§ **Stated problem**
Please scale the listing between the lines holding "segment --target shrub" and "174], [407, 170]]", inclusive, by rewriting every line in full, requests included, with each coordinate in the answers multiplied by 1.55 and rounded to a whole number, halves rounded up, while numbers in the requests and their format samples stay unchanged. Return only those lines.

::: Supplied material :::

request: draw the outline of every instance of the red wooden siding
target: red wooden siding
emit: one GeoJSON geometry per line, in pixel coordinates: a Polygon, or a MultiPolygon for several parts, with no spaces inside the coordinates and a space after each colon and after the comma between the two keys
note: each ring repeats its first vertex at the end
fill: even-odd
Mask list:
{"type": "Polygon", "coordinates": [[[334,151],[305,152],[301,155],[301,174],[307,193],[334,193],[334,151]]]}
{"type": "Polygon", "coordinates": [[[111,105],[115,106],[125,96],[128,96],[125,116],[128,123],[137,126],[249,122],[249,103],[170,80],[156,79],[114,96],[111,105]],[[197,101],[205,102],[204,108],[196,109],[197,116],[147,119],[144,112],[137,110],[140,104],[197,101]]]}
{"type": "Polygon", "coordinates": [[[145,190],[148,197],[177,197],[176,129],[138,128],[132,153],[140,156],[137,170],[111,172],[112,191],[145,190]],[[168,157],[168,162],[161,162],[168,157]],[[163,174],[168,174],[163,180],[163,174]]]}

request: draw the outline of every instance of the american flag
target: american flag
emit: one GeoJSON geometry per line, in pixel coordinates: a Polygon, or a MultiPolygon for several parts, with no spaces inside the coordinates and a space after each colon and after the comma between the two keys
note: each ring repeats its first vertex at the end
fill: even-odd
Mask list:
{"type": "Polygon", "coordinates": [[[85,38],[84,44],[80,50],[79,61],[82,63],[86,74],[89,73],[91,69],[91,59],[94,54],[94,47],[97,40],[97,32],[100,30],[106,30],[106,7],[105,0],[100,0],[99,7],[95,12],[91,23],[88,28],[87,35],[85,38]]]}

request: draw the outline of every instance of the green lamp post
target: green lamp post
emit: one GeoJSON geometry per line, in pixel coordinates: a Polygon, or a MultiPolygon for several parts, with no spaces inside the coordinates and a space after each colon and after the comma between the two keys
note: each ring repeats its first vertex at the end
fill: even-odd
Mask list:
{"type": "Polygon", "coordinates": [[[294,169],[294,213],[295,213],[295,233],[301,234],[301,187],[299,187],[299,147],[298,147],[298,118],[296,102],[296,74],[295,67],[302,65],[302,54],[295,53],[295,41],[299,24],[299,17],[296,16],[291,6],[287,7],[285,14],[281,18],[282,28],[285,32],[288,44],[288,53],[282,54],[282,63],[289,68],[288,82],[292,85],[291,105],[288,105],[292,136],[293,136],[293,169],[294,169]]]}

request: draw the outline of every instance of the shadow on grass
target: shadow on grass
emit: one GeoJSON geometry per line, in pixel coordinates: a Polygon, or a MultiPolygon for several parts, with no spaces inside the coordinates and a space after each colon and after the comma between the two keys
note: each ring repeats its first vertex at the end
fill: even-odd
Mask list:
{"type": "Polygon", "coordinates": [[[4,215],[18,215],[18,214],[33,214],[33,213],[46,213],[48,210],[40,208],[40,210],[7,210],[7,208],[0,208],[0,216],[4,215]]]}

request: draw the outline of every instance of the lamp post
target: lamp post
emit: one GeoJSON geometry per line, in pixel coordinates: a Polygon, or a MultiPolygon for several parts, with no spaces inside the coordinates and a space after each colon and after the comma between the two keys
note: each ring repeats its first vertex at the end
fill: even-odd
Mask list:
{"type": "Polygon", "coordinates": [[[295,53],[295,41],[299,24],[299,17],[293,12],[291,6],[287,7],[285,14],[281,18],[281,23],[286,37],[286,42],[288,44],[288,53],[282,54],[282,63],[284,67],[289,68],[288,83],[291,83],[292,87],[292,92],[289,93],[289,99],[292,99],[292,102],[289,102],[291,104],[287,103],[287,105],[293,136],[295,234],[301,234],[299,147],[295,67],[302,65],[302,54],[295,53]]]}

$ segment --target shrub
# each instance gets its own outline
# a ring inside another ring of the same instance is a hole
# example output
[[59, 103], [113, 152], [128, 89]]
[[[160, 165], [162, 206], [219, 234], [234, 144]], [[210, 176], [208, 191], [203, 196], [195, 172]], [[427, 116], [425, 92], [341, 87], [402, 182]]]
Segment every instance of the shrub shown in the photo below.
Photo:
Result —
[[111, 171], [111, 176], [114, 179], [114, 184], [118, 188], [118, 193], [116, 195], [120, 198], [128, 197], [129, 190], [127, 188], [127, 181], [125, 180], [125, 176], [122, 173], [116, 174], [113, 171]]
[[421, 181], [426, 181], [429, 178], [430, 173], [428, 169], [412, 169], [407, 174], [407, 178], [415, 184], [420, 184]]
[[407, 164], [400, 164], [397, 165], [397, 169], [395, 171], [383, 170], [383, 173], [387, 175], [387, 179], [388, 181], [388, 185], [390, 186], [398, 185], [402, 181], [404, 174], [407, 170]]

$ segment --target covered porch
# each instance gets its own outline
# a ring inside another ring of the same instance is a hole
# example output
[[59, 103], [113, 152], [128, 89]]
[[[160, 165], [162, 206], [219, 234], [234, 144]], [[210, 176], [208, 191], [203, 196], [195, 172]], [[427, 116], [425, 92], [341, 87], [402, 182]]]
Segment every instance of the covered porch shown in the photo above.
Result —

:::

§ **Output for this task**
$ segment --target shrub
# each instance gets its own outline
# a ring inside another ring of the same instance is a hole
# example output
[[59, 103], [113, 152], [128, 89]]
[[[160, 165], [162, 206], [219, 234], [234, 144]], [[210, 176], [208, 191], [203, 196], [195, 172]], [[427, 116], [425, 92], [341, 87], [402, 182]]]
Segment every instance of the shrub shown in the photo below.
Photo:
Result —
[[172, 265], [172, 273], [177, 277], [177, 285], [183, 291], [183, 299], [180, 302], [186, 307], [198, 305], [200, 295], [197, 291], [197, 281], [194, 279], [194, 273], [189, 268], [180, 270], [175, 265]]
[[653, 281], [660, 281], [665, 276], [667, 268], [663, 262], [639, 262], [631, 270], [631, 276], [643, 285], [651, 285]]
[[631, 254], [620, 254], [615, 256], [615, 262], [612, 265], [594, 264], [594, 268], [600, 271], [600, 277], [601, 281], [601, 287], [605, 288], [617, 287], [623, 281], [626, 270], [631, 264]]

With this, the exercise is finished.